EXERCISE DESCRIPTION →
Search the entries below for "JSON" and copy each matching line.

EXERCISE DATA →

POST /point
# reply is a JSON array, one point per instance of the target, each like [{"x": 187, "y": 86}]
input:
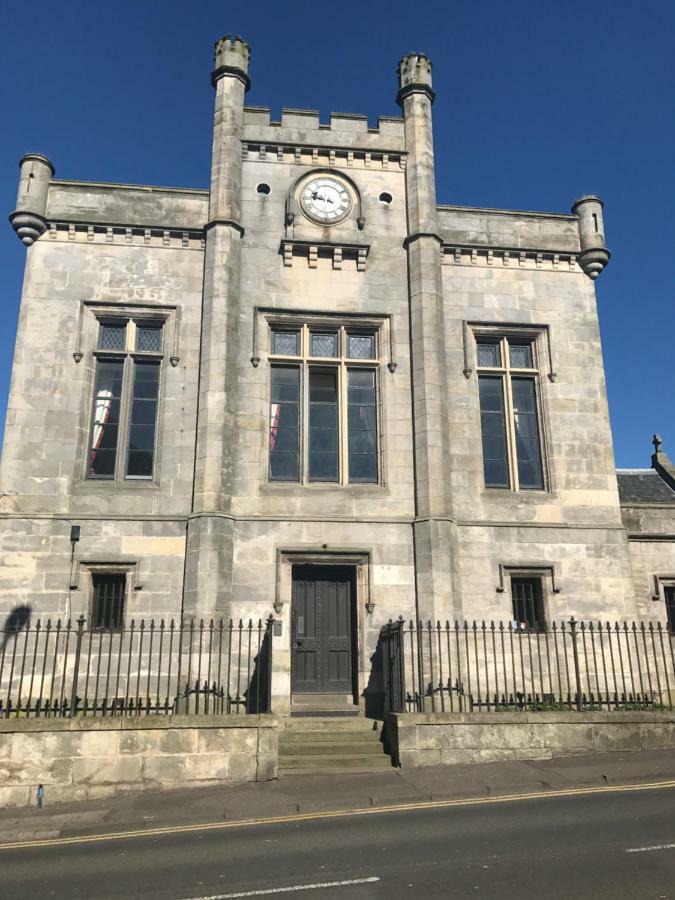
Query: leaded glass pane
[
  {"x": 149, "y": 338},
  {"x": 286, "y": 343},
  {"x": 323, "y": 425},
  {"x": 493, "y": 429},
  {"x": 106, "y": 418},
  {"x": 528, "y": 448},
  {"x": 111, "y": 336},
  {"x": 362, "y": 425},
  {"x": 520, "y": 356},
  {"x": 360, "y": 346},
  {"x": 141, "y": 454},
  {"x": 488, "y": 354},
  {"x": 284, "y": 423},
  {"x": 323, "y": 344}
]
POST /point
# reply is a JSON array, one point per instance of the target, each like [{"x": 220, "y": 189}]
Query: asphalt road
[{"x": 583, "y": 846}]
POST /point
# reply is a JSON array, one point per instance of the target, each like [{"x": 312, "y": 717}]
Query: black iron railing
[
  {"x": 496, "y": 666},
  {"x": 68, "y": 669}
]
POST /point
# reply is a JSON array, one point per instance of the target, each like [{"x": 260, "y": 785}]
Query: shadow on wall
[
  {"x": 374, "y": 692},
  {"x": 257, "y": 697},
  {"x": 18, "y": 619}
]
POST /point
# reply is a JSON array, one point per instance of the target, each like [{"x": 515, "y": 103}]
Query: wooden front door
[{"x": 322, "y": 629}]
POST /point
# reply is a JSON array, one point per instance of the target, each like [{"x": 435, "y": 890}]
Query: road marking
[
  {"x": 653, "y": 847},
  {"x": 333, "y": 814},
  {"x": 290, "y": 889}
]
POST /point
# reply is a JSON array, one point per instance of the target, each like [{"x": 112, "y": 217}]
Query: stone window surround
[
  {"x": 544, "y": 572},
  {"x": 381, "y": 326},
  {"x": 660, "y": 583},
  {"x": 540, "y": 337},
  {"x": 83, "y": 582},
  {"x": 91, "y": 314}
]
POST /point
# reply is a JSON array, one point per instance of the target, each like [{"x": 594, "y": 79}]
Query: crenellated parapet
[{"x": 301, "y": 130}]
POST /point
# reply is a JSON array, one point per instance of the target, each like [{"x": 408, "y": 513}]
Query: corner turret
[
  {"x": 414, "y": 75},
  {"x": 28, "y": 219},
  {"x": 231, "y": 57},
  {"x": 594, "y": 254}
]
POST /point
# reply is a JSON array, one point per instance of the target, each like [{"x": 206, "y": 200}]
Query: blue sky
[{"x": 537, "y": 103}]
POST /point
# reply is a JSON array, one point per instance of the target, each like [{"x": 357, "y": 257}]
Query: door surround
[
  {"x": 318, "y": 589},
  {"x": 286, "y": 558}
]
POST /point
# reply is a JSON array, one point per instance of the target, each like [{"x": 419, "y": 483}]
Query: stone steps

RESULT →
# reply is a JSON array, one point per instance of the target, each like [{"x": 187, "y": 86}]
# reply is a JSON array, one point per instance of the target, each like [{"x": 220, "y": 189}]
# reply is a JSON array, one point per instance of the target, each like [{"x": 312, "y": 717}]
# reply is a JSON array, one point per instance of the target, each like [{"x": 260, "y": 785}]
# reply is a JSON array, one point per instance of the target, each like [{"x": 515, "y": 103}]
# reply is a JSON array, one point per instance of the target, each like [{"x": 435, "y": 890}]
# reply is a JSON array, one point per instance of the target, each like [{"x": 112, "y": 217}]
# reply is a JSON array, one point per instance of the target, each like [{"x": 594, "y": 79}]
# reply is a JSON array, one point per instance of the target, each like [{"x": 408, "y": 513}]
# reply is a JSON array, one point per instance of the target, each like [{"x": 206, "y": 200}]
# reply is a JSON array, one point per instance of the target, each like [{"x": 357, "y": 257}]
# reply is a JSON array, one point per instance of the target, each like [{"x": 419, "y": 483}]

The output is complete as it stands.